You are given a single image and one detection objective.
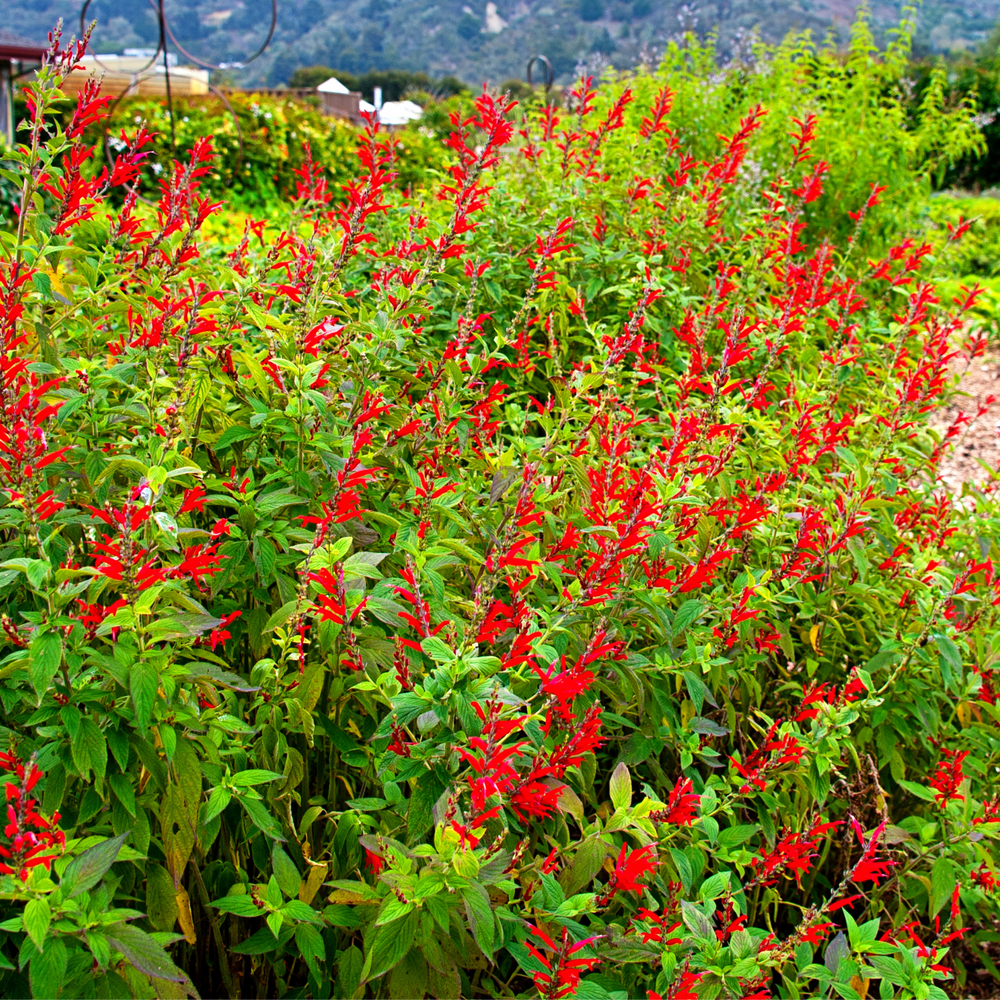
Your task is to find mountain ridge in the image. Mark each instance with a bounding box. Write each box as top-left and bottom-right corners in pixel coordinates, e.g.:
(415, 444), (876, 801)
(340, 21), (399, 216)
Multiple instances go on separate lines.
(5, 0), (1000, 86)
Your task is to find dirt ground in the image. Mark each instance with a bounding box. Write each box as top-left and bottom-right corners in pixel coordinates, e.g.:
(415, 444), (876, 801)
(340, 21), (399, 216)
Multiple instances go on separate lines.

⁂

Can you lay out every line of the records above as a Markdown table with the columns "Row" and "Line", numbering each row, skipping blank lines, and leaving the pictures out?

§ **Solution to the exercise**
| Row | Line |
|---|---|
| 1 | You are given a single image and one detection objective. |
| 2 | Your task is to find mountain ridge in the image. Mark each instance with a bounding box. Write each box as top-left and bottom-right corners in pixel coordinates, e.g.: |
| 3 | (415, 444), (876, 801) |
| 4 | (340, 21), (399, 216) |
| 5 | Multiple instances go on separate lines. |
| 6 | (5, 0), (1000, 86) |
| 7 | Your task is to find dirt ground in the image. Mark each instance with a bounding box. Write each box as top-left and bottom-right corners in pixel coordinates, e.g.: |
| 8 | (415, 444), (876, 801) |
| 9 | (340, 21), (399, 216) |
| 10 | Multiple instances go on separate lines. |